**Provided records**
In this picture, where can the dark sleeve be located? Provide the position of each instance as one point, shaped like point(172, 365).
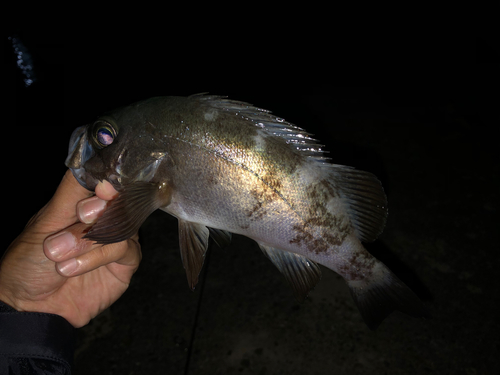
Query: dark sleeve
point(35, 343)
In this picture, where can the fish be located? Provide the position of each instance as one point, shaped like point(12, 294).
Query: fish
point(222, 166)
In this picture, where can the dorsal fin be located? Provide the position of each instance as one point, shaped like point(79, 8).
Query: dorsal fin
point(365, 200)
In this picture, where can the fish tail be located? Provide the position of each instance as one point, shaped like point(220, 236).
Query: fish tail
point(382, 293)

**Exercise prompt**
Reproduce every line of the data above, requests included, scaling each point coordinate in the answers by 1.15 and rounding to whole numbers, with halves rounded up. Keep the sample points inside the requests unchanged, and leave the pictures out.

**Full answer**
In this picture, where can the dark sleeve be located? Provide the position of each instance as one point, shaped like point(172, 365).
Query: dark sleeve
point(40, 394)
In this picture, where can the fish be located? Provide the position of each instance as one point, shaped like point(12, 294).
Query: fish
point(255, 191)
In this picture, where can the dorsal fin be located? Provide the position of each instance as one point, shaped like point(79, 8).
Query: dorsal fin
point(420, 230)
In this picture, where can the fish tail be located? Provide the position of each instance as one point, shaped like point(220, 236).
Query: fish tail
point(439, 337)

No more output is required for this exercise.